** DOCUMENT SEGMENT follows **

IMPLEMENTATION OF DBSCAN CLUSTERING ALGORITHM WITHIN THE FRAMEWORK OF THE OBJECTIVE CLUSTERING INDUCTIVE TECHNOLOGY BASED ON R AND KNIME TOOLS
Context. The problem of the data clustering within the framework of the objective clustering inductive technology is considered. Practical implementation of the obtained hybrid model based on the complex use of R and KNIME tools is performed. The object of the study is the hybrid model of the data clustering based on the complex use of both DBSCAN clustering algorithm and the
objective clustering inductive technology.
Objective. The aim of the work is the creation of the hybrid model of the objective clustering based on DBSCAN clustering algorithm and its practical implementation on the basis of the complex use of both R and KNIME tools.

** End of DOCUMENT SEGMENT **
** DATA SECTION follows **

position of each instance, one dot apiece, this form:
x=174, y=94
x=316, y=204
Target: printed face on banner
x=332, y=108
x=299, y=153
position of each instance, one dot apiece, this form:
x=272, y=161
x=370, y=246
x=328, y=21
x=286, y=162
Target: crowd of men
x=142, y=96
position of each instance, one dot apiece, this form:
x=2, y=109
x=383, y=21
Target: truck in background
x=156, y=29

** End of DATA SECTION **
** DATA SECTION follows **

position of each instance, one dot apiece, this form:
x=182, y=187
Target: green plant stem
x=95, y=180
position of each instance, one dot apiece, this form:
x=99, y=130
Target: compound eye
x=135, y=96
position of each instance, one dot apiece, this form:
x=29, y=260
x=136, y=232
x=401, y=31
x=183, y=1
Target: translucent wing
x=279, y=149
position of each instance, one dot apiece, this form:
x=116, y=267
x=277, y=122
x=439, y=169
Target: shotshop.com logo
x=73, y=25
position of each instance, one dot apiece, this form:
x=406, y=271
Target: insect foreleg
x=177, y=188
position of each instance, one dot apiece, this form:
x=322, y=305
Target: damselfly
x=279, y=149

** End of DATA SECTION **
** DATA SECTION follows **

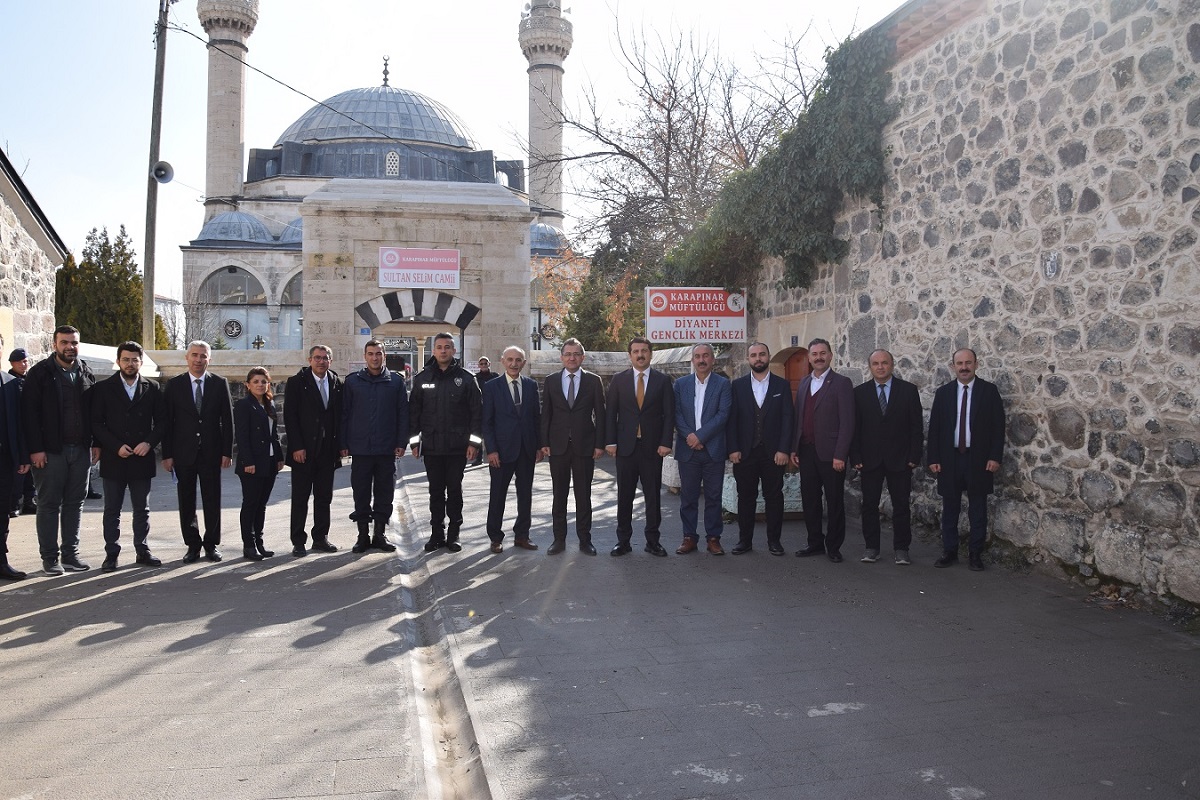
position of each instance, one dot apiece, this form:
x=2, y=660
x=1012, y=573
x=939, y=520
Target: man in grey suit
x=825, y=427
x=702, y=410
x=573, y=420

** End of DATA SECTION **

§ **WHAT THIS EXERCISE ASKS**
1) Translate this sentence from the DBSCAN abstract into Spanish: "Practical implementation of the obtained hybrid model based on the complex use of R and KNIME tools is performed."
2) Rename "KNIME" to "Weka" in the DBSCAN abstract, giving the passage starting at "IMPLEMENTATION OF DBSCAN" and ending at "and KNIME tools.".
Work only from the DBSCAN abstract.

§ **EXERCISE SOLUTIONS**
1) Se realiza la implementación práctica del modelo híbrido obtenido basado en el uso complejo de las herramientas R y KNIME.

2)
IMPLEMENTATION OF DBSCAN CLUSTERING ALGORITHM WITHIN THE FRAMEWORK OF THE OBJECTIVE CLUSTERING INDUCTIVE TECHNOLOGY BASED ON R AND Weka TOOLS
Context. The problem of the data clustering within the framework of the objective clustering inductive technology is considered. Practical implementation of the obtained hybrid model based on the complex use of R and Weka tools is performed. The object of the study is the hybrid model of the data clustering based on the complex use of both DBSCAN clustering algorithm and the
objective clustering inductive technology.
Objective. The aim of the work is the creation of the hybrid model of the objective clustering based on DBSCAN clustering algorithm and its practical implementation on the basis of the complex use of both R and Weka tools.